-- Begin Information supplied --

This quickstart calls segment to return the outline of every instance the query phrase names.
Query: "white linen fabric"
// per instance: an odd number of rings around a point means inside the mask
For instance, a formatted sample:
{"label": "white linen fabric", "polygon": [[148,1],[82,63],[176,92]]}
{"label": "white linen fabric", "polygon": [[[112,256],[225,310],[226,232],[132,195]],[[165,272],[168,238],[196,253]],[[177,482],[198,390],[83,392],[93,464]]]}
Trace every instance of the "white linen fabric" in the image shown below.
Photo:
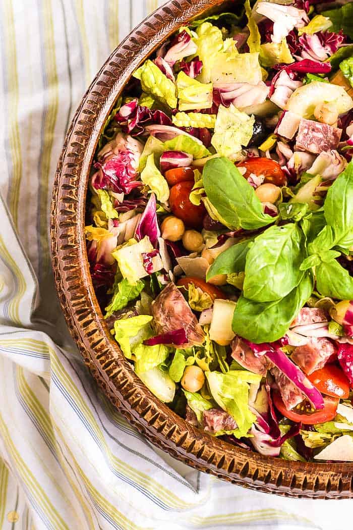
{"label": "white linen fabric", "polygon": [[0,529],[343,530],[350,501],[257,493],[157,450],[98,390],[64,321],[49,215],[65,133],[105,58],[157,5],[0,2]]}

-- End Information supplied --

Reproduce verbatim the lines from the very first one through the line containing "For instance, a", including both ends, and output nothing else.

Task result:
This quickstart calls segment to return the outline of every instance the query phrase names.
Query: "white linen fabric"
// per instance: an odd number of rings around a point means inside the mask
For instance, a formatted sample:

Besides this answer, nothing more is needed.